● What is needed
Copy out the items from the line with "Detect every instance of truck tire." up to and including the line with "[0,174,88,333]", changing "truck" to "bus" and leaving everything else as it is.
# # #
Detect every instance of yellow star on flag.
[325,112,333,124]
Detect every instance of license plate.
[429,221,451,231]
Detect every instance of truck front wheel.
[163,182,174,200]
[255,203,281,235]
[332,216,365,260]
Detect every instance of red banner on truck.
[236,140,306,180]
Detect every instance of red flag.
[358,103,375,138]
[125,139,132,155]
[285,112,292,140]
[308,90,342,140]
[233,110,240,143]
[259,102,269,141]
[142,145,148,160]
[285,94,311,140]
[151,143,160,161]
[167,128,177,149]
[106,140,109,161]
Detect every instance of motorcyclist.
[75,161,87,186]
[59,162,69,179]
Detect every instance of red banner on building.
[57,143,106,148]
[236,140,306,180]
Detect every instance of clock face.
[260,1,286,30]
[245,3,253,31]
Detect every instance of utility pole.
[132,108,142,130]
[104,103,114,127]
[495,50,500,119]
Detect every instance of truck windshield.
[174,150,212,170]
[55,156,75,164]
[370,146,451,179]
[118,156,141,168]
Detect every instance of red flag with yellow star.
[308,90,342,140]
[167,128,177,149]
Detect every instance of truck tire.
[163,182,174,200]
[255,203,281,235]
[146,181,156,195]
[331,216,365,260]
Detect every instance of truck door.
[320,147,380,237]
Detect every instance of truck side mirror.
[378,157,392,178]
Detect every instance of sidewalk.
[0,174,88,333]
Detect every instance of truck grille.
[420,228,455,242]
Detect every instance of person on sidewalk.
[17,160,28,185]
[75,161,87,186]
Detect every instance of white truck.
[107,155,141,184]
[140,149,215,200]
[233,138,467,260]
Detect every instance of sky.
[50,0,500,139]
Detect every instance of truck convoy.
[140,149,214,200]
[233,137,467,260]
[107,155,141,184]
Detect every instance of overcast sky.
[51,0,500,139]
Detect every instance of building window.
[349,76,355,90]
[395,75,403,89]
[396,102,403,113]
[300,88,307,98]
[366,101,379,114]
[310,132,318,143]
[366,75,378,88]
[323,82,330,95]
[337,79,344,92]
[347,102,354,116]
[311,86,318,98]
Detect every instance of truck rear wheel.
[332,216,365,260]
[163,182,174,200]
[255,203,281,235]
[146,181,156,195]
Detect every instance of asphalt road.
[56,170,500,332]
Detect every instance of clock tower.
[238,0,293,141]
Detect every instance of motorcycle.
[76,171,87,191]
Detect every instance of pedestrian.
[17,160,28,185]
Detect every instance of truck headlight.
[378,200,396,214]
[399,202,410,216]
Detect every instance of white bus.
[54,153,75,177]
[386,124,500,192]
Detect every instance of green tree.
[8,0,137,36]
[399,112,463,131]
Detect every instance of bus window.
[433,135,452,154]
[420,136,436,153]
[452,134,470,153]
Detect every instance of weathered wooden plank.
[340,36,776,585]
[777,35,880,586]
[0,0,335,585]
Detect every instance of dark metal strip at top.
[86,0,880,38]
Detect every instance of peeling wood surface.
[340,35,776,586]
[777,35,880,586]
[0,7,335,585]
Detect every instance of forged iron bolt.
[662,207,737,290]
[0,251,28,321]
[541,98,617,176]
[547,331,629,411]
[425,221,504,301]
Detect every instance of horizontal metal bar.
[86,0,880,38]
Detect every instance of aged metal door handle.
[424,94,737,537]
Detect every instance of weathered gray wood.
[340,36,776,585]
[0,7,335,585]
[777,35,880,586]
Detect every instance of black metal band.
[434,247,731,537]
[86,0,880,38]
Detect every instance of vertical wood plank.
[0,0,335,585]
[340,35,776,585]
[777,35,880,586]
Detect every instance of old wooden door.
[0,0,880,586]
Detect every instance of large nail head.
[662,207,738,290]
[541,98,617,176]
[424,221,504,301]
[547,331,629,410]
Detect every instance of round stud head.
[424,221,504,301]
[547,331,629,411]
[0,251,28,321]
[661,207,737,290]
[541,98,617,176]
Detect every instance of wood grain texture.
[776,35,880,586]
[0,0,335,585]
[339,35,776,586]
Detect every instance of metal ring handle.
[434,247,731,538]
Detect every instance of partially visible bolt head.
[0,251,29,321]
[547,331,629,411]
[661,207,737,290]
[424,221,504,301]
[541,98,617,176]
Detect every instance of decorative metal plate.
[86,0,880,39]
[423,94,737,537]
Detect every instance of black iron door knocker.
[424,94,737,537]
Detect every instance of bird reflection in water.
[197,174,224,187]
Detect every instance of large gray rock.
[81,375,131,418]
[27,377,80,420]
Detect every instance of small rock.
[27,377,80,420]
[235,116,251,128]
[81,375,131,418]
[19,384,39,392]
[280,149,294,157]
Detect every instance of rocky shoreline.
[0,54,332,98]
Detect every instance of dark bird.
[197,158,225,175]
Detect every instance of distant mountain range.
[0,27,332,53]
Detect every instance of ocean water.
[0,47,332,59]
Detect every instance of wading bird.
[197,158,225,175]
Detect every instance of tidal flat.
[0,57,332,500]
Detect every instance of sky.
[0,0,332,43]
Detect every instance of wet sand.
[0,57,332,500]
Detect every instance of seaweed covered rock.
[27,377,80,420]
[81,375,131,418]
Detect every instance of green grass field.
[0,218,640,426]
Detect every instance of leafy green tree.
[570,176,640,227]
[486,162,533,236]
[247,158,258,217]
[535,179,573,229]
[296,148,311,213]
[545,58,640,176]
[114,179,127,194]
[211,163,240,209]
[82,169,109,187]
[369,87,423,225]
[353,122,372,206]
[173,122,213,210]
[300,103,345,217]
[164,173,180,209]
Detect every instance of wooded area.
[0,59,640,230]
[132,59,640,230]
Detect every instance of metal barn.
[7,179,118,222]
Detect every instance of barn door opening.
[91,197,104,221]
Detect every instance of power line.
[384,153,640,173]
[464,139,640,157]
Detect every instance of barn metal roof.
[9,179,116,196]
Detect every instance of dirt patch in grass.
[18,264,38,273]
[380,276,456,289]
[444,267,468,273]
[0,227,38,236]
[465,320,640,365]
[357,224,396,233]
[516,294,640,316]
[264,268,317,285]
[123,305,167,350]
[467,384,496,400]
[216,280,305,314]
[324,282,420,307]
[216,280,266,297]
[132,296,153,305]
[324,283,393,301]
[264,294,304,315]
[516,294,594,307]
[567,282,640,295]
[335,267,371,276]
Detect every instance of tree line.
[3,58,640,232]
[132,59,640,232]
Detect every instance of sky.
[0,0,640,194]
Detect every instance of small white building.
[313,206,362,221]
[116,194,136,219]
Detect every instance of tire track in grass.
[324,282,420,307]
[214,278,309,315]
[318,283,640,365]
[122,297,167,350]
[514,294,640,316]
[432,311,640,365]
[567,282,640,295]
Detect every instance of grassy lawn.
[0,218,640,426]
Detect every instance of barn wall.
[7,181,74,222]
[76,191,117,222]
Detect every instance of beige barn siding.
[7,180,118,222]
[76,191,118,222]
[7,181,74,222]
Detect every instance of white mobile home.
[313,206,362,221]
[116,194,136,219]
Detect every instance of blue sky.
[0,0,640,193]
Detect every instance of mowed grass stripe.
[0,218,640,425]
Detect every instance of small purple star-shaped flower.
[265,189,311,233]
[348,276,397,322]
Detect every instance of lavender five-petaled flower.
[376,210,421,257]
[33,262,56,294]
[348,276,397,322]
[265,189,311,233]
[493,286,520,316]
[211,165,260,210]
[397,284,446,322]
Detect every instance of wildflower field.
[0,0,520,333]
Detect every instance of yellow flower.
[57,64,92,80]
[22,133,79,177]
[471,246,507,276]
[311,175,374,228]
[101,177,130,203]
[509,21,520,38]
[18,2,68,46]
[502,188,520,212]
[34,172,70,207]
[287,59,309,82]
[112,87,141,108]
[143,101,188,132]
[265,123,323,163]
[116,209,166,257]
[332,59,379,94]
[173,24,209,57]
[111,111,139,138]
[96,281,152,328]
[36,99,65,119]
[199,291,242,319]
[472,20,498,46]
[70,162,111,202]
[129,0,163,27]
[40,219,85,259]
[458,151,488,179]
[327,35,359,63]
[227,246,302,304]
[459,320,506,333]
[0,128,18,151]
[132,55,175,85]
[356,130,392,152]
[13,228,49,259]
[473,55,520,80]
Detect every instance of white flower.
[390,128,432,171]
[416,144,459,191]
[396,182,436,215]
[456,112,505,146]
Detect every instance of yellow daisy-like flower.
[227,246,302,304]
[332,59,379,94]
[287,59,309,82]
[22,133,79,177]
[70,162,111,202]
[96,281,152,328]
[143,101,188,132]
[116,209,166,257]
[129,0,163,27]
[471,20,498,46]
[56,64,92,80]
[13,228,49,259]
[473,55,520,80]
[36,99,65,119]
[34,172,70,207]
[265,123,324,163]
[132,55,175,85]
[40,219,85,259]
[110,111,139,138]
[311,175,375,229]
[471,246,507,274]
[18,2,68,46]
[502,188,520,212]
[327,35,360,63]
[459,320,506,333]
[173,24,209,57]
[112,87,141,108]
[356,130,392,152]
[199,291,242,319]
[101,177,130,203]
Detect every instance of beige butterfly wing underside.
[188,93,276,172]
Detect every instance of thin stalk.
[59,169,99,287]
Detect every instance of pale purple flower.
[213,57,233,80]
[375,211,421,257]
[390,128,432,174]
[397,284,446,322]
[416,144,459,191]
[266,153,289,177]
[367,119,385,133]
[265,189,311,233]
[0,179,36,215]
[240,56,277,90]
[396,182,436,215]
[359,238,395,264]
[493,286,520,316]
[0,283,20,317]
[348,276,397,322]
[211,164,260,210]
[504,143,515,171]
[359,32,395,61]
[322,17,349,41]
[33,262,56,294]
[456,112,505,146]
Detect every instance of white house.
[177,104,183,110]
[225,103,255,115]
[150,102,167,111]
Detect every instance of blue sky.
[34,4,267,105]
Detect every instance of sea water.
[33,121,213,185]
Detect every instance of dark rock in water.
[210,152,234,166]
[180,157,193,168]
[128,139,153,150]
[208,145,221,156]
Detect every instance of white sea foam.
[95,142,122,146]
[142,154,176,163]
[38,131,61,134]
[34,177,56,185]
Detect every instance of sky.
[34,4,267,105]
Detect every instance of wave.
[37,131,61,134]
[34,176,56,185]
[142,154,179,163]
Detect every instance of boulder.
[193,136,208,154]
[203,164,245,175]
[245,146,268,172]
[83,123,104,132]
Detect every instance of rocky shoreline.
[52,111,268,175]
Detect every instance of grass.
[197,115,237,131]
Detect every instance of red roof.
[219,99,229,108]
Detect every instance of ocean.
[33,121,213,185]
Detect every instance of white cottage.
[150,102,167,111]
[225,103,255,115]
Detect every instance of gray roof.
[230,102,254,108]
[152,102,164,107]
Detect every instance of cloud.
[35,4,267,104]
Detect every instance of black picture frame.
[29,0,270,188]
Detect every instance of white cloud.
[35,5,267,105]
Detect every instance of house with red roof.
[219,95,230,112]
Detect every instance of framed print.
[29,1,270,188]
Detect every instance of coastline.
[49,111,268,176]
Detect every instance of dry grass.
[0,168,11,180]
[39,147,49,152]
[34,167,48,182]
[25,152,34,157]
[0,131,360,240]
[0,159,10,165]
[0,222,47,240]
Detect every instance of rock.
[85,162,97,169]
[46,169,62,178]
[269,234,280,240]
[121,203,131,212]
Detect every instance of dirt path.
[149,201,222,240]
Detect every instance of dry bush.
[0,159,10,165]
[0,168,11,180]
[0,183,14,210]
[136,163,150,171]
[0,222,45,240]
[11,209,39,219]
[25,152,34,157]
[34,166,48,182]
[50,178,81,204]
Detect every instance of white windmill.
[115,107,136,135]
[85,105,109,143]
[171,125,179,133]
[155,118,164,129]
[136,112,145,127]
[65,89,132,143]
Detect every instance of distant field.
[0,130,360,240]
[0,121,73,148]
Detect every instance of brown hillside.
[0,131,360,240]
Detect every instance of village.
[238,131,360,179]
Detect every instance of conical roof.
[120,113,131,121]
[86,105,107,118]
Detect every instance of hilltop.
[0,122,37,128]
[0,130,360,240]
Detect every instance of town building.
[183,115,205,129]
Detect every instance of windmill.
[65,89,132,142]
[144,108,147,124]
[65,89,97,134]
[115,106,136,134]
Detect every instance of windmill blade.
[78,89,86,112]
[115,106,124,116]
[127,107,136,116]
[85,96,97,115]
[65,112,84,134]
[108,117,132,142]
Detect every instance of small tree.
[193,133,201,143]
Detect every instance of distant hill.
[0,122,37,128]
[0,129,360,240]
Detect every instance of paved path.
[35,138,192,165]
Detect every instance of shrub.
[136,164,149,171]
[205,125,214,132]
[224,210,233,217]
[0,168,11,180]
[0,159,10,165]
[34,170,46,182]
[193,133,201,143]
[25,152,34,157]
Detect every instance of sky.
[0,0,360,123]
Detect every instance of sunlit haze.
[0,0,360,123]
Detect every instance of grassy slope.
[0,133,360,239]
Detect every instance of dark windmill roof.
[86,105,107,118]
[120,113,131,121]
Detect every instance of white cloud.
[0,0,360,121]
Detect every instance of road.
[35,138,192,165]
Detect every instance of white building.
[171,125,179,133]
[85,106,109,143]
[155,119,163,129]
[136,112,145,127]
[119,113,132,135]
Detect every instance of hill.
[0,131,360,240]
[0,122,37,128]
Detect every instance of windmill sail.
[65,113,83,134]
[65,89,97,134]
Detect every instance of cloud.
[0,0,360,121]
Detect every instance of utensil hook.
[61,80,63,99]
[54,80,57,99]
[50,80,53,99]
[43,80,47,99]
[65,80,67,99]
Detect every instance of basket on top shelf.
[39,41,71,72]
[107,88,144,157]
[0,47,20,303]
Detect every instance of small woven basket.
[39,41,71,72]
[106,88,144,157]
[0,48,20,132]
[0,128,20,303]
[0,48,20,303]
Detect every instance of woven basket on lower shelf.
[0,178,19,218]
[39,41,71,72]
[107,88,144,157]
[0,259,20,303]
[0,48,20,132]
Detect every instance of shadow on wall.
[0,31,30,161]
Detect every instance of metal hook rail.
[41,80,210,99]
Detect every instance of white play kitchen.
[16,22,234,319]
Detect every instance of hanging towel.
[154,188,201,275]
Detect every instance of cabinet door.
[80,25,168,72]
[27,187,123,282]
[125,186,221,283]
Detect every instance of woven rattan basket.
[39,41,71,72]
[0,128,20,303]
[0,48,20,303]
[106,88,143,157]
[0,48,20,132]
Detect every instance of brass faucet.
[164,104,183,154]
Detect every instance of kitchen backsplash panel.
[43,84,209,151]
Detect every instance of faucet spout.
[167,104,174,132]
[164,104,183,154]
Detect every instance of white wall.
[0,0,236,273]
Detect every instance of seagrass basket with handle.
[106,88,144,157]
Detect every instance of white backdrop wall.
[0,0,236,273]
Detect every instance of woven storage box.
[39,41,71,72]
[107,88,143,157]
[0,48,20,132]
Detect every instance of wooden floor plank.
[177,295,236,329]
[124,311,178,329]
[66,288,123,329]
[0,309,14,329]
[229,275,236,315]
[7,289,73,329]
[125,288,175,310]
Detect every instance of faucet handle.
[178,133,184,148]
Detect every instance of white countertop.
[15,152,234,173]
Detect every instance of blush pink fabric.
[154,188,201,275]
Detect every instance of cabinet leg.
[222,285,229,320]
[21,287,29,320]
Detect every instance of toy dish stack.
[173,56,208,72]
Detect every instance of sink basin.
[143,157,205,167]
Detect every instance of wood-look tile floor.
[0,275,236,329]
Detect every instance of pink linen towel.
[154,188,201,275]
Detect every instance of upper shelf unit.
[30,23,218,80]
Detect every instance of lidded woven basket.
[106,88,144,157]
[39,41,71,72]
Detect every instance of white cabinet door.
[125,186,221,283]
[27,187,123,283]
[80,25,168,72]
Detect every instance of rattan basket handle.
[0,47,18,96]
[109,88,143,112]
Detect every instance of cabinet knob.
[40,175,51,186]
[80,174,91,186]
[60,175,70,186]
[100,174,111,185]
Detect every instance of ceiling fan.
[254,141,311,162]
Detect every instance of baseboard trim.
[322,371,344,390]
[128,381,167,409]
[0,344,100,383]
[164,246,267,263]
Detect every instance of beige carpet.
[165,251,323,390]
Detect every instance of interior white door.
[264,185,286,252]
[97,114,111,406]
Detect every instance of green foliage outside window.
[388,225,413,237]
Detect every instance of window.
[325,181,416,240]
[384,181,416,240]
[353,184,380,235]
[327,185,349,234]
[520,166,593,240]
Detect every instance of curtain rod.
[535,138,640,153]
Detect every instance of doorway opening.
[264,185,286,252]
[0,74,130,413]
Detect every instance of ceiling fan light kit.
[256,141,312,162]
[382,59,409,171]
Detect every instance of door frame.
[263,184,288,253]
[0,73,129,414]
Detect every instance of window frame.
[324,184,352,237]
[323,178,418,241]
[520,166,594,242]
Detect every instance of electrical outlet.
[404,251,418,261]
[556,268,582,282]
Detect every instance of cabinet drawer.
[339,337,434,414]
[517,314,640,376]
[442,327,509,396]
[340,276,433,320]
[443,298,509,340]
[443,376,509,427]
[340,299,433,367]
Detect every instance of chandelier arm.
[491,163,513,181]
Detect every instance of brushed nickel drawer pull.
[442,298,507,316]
# # #
● Response
Detect every instance of bus tire.
[163,182,174,200]
[255,203,281,235]
[146,181,156,195]
[331,216,365,260]
Detect every instance of bus door.
[320,147,380,237]
Detect every instance of bus side mirror.
[378,157,392,178]
Detect every instance of sidewalk.
[0,174,88,333]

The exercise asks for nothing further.